What you have to do: Will you set down each of the following items word for word, leaving out the pictures?

Image location labeling items:
=-=-=-=-=

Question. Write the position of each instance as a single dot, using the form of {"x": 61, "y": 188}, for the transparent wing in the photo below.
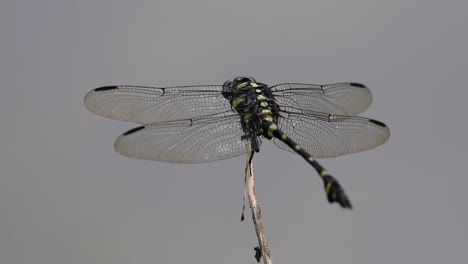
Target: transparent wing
{"x": 185, "y": 141}
{"x": 336, "y": 99}
{"x": 147, "y": 105}
{"x": 326, "y": 136}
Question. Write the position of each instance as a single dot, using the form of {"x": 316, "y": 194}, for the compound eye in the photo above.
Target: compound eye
{"x": 228, "y": 83}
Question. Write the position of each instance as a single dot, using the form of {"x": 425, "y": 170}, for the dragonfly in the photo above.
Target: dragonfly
{"x": 202, "y": 123}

=-=-=-=-=

Final result:
Question. Write the position of each instance as a single dot, using the form of {"x": 61, "y": 188}, for the transparent wing in the photo below.
Target: transparent wing
{"x": 185, "y": 141}
{"x": 336, "y": 99}
{"x": 147, "y": 105}
{"x": 326, "y": 136}
Question. Write the position of each instance as a single dot, using the form of {"x": 316, "y": 194}, for the compound eye in the photo above.
Target: compound eye
{"x": 228, "y": 83}
Question. Write the position of each instance as a single dot, using the form of {"x": 425, "y": 170}, for the dragonfly in the photo above.
Target: dragonfly
{"x": 202, "y": 123}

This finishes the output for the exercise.